> **TASK DETAILS**: Format the stretch of the material below, from the line containing "Retail shelf audit request: identify every truck" through the line containing "top-left (0, 229), bottom-right (638, 479)", both included, as a numbered list with blank lines omitted.

> **TASK INPUTS**:
•••••

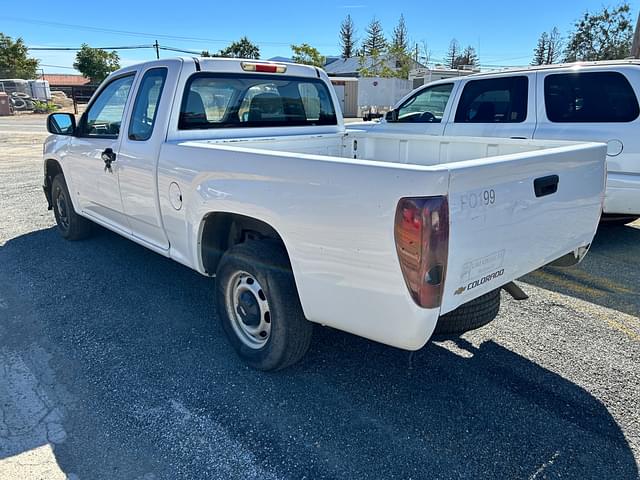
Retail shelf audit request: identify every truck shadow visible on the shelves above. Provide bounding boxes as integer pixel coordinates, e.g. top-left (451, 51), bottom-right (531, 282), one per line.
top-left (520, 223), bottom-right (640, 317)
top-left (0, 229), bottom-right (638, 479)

•••••

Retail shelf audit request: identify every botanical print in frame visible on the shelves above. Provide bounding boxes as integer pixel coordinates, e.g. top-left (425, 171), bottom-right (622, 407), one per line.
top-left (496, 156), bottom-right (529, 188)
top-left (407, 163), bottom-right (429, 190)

•••••

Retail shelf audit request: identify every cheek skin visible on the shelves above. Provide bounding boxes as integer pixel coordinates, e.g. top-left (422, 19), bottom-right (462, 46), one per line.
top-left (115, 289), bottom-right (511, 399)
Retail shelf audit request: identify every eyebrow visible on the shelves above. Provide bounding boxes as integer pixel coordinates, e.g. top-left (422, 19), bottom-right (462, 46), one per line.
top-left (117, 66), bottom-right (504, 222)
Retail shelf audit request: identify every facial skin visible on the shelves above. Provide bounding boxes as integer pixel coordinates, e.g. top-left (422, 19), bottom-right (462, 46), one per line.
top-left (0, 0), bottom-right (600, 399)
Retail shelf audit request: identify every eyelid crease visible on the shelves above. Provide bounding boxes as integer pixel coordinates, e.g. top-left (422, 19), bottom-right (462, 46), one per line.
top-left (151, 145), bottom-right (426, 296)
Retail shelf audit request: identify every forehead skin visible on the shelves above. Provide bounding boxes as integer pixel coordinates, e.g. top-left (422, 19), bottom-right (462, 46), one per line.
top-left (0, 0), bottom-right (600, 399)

•••••

> **OUTPUT**:
1. Retail shelf audit request: identify every truck shadow visible on the shelves above. Provide bounding boxes as integer pixel coordinates, e.g. top-left (451, 51), bottom-right (531, 282), one per line.
2. top-left (520, 223), bottom-right (640, 317)
3. top-left (0, 229), bottom-right (638, 479)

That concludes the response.